» What you will do
#1 Reproduce the stretch of the kdump patch thread from "2022-01-31 09:37:04" through "kcsan: unset panic_on_warn before calling panic()".
#2 Resume the mailing-list thread on the kdump patch series, picking up after its final line.

» Given passage

** Begin **

2022-01-31 09:37:04

by Tiezhu Yang

[permalink] [raw]
Subject: [PATCH 0/5] Update doc and fix some issues about kdump

Tiezhu Yang (5):
docs: kdump: update description about sysfs file system support
docs: kdump: add scp sample to write out the dump file
kcsan: unset panic_on_warn before calling panic()
sched: unset panic_on_warn before calling panic()
kfence: unset panic_on_warn before calling panic()

Documentation/admin-guide/kdump/kdump.rst | 10 +++++++---
kernel/kcsan/report.c | 10 +++++++++-
kernel/sched/core.c | 11 ++++++++++-
mm/kfence/report.c | 10 +++++++++-
4 files changed, 35 insertions(+), 6 deletions(-)

--
2.1.0


2022-01-31 09:37:42

by Tiezhu Yang

[permalink] [raw]
Subject: [PATCH 2/5] docs: kdump: add scp sample to write out the dump file

Except cp and makedumpfile, add scp sample to write out the dump file.

Signed-off-by: Tiezhu Yang <[email protected]>
---
Documentation/admin-guide/kdump/kdump.rst | 4 ++++
1 file changed, 4 insertions(+)

diff --git a/Documentation/admin-guide/kdump/kdump.rst b/Documentation/admin-guide/kdump/kdump.rst
index d187df2..a748e7e 100644
--- a/Documentation/admin-guide/kdump/kdump.rst
+++ b/Documentation/admin-guide/kdump/kdump.rst
@@ -533,6 +533,10 @@ the following command::

cp /proc/vmcore <dump-file>

+or use scp to write out the dump file between hosts on a network, e.g::
+
+ scp /proc/vmcore remote_username@remote_ip:<dump-file>
+
You can also use makedumpfile utility to write out the dump file
with specified options to filter out unwanted contents, e.g::

--
2.1.0

2022-01-31 09:40:28

by Tiezhu Yang

[permalink] [raw]
Subject: [PATCH 4/5] sched: unset panic_on_warn before calling panic()

As done in the full WARN() handler, panic_on_warn needs to be cleared
before calling panic() to avoid recursive panics.

Signed-off-by: Tiezhu Yang <[email protected]>
---
kernel/sched/core.c | 11 ++++++++++-
1 file changed, 10 insertions(+), 1 deletion(-)

diff --git a/kernel/sched/core.c b/kernel/sched/core.c
index 848eaa0..f5b0886 100644
--- a/kernel/sched/core.c
+++ b/kernel/sched/core.c
@@ -5524,8 +5524,17 @@ static noinline void __schedule_bug(struct task_struct *prev)
pr_err("Preemption disabled at:");
print_ip_sym(KERN_ERR, preempt_disable_ip);
}
- if (panic_on_warn)
+
+ if (panic_on_warn) {
+ /*
+ * This thread may hit another WARN() in the panic path.
+ * Resetting this prevents additional WARN() from panicking the
+ * system on this thread. Other threads are blocked by the
+ * panic_mutex in panic().
+ */
+ panic_on_warn = 0;
panic("scheduling while atomic\n");
+ }

dump_stack();
add_taint(TAINT_WARN, LOCKDEP_STILL_OK);
--
2.1.0

2022-01-31 10:00:51

by Marco Elver

[permalink] [raw]
Subject: Re: [PATCH 4/5] sched: unset panic_on_warn before calling panic()

** End **

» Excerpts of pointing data

** Begin **

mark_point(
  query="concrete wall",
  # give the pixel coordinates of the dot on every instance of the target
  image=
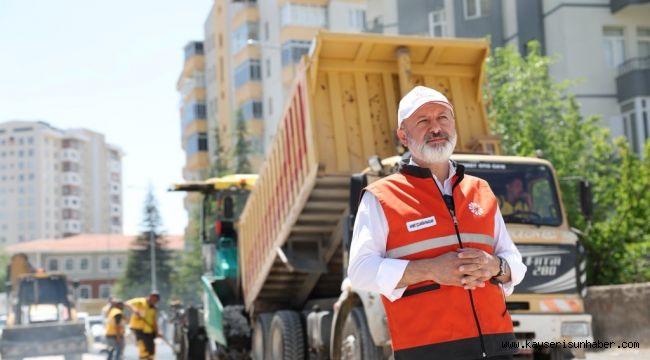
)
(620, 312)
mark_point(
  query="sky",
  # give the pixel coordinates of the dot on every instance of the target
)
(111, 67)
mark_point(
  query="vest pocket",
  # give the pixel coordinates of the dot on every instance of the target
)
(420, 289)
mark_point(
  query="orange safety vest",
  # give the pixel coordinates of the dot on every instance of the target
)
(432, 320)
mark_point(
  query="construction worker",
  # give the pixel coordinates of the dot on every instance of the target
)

** End **
** Begin **

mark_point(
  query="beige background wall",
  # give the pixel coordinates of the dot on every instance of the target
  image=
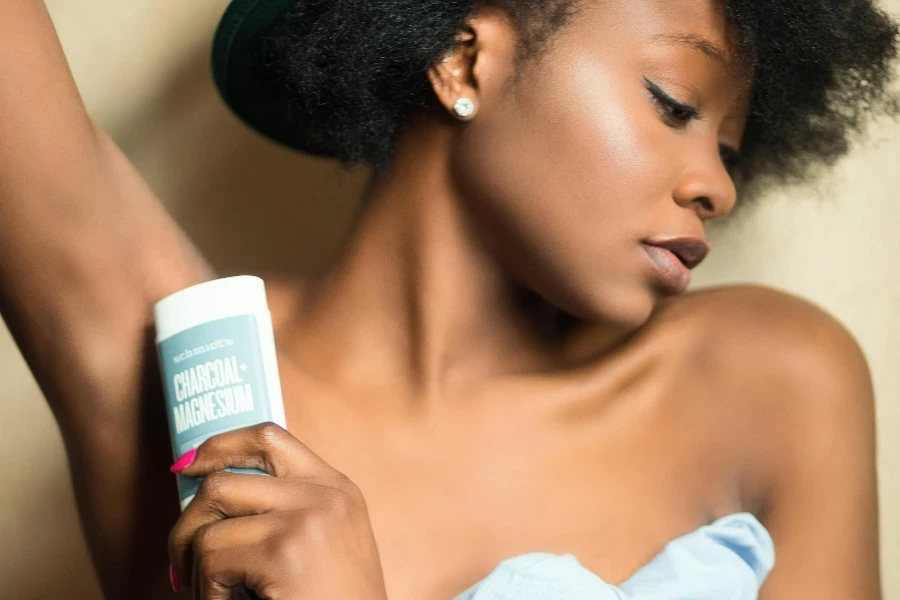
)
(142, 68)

** End **
** Begin **

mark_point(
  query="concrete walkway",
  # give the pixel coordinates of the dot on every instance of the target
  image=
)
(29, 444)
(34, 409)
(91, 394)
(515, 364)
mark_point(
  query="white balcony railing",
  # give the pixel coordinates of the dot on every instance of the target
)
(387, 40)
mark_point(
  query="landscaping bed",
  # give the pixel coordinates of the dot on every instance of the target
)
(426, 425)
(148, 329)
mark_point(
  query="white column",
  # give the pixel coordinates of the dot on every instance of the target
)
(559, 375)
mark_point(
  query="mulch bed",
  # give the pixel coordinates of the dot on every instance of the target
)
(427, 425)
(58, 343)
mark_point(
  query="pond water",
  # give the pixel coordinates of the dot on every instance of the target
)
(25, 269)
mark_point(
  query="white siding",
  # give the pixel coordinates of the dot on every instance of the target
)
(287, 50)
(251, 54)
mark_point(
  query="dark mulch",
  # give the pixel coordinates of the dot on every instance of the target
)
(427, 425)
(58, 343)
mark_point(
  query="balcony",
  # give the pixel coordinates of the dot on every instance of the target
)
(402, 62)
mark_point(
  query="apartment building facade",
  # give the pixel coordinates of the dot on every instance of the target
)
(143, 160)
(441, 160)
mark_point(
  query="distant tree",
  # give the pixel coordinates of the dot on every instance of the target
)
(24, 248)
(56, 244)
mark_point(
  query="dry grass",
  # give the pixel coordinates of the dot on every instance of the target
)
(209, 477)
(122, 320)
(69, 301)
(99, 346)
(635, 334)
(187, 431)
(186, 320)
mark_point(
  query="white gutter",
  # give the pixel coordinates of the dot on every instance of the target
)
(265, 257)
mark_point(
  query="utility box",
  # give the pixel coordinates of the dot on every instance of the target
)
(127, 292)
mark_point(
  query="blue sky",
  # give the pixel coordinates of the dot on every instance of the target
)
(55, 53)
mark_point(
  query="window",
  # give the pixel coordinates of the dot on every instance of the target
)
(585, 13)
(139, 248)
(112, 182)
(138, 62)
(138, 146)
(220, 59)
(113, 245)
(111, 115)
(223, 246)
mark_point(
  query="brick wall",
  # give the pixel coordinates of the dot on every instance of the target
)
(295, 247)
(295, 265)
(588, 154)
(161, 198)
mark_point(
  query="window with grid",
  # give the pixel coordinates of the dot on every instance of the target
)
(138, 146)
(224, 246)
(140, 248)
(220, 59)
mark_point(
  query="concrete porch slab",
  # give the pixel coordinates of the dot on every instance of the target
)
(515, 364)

** End **

» Solved problems
#1
2022-01-31 09:37:04

by Tiezhu Yang

[permalink] [raw]
Subject: [PATCH 0/5] Update doc and fix some issues about kdump

Tiezhu Yang (5):
docs: kdump: update description about sysfs file system support
docs: kdump: add scp sample to write out the dump file
kcsan: unset panic_on_warn before calling panic()

#2
On Fri, 28 Jan 2022 at 12:42, Tiezhu Yang <[email protected]> wrote:
>
> As done in the full WARN() handler, panic_on_warn needs to be cleared
> before calling panic() to avoid recursive panics.
>
> Signed-off-by: Tiezhu Yang <[email protected]>
> ---
> kernel/sched/core.c | 11 ++++++++++-
> 1 file changed, 10 insertions(+), 1 deletion(-)
>
> diff --git a/kernel/sched/core.c b/kernel/sched/core.c
> index 848eaa0..f5b0886 100644
> --- a/kernel/sched/core.c
> +++ b/kernel/sched/core.c
> @@ -5524,8 +5524,17 @@ static noinline void __schedule_bug(struct task_struct *prev)
> pr_err("Preemption disabled at:");
> print_ip_sym(KERN_ERR, preempt_disable_ip);
> }
> - if (panic_on_warn)
> +
> + if (panic_on_warn) {
> + /*
> + * This thread may hit another WARN() in the panic path.
> + * Resetting this prevents additional WARN() from panicking the
> + * system on this thread. Other threads are blocked by the
> + * panic_mutex in panic().
> + */
> + panic_on_warn = 0;
> panic("scheduling while atomic\n");

I agree this is worth fixing.

But: Why can't the "panic_on_warn = 0" just be moved inside panic(),
instead of copy-pasting this all over the place?

I may be missing something obvious why this hasn't been done before...

Thanks,
-- Marco

2022-02-01 09:10:56

by Tiezhu Yang

[permalink] [raw]
Subject: Re: [PATCH 4/5] sched: unset panic_on_warn before calling panic()



On 1/28/22 19:52, Marco Elver wrote:
> On Fri, 28 Jan 2022 at 12:42, Tiezhu Yang <[email protected]> wrote:
>>
>> As done in the full WARN() handler, panic_on_warn needs to be cleared
>> before calling panic() to avoid recursive panics.
>>
>> Signed-off-by: Tiezhu Yang <[email protected]>
>> ---
>> kernel/sched/core.c | 11 ++++++++++-
>> 1 file changed, 10 insertions(+), 1 deletion(-)
>>
>> diff --git a/kernel/sched/core.c b/kernel/sched/core.c
>> index 848eaa0..f5b0886 100644
>> --- a/kernel/sched/core.c
>> +++ b/kernel/sched/core.c
>> @@ -5524,8 +5524,17 @@ static noinline void __schedule_bug(struct task_struct *prev)
>> pr_err("Preemption disabled at:");
>> print_ip_sym(KERN_ERR, preempt_disable_ip);
>> }
>> - if (panic_on_warn)
>> +
>> + if (panic_on_warn) {
>> + /*
>> + * This thread may hit another WARN() in the panic path.
>> + * Resetting this prevents additional WARN() from panicking the
>> + * system on this thread. Other threads are blocked by the
>> + * panic_mutex in panic().
>> + */
>> + panic_on_warn = 0;
>> panic("scheduling while atomic\n");
>
> I agree this is worth fixing.
>
> But: Why can't the "panic_on_warn = 0" just be moved inside panic(),
> instead of copy-pasting this all over the place?

OK, it looks better.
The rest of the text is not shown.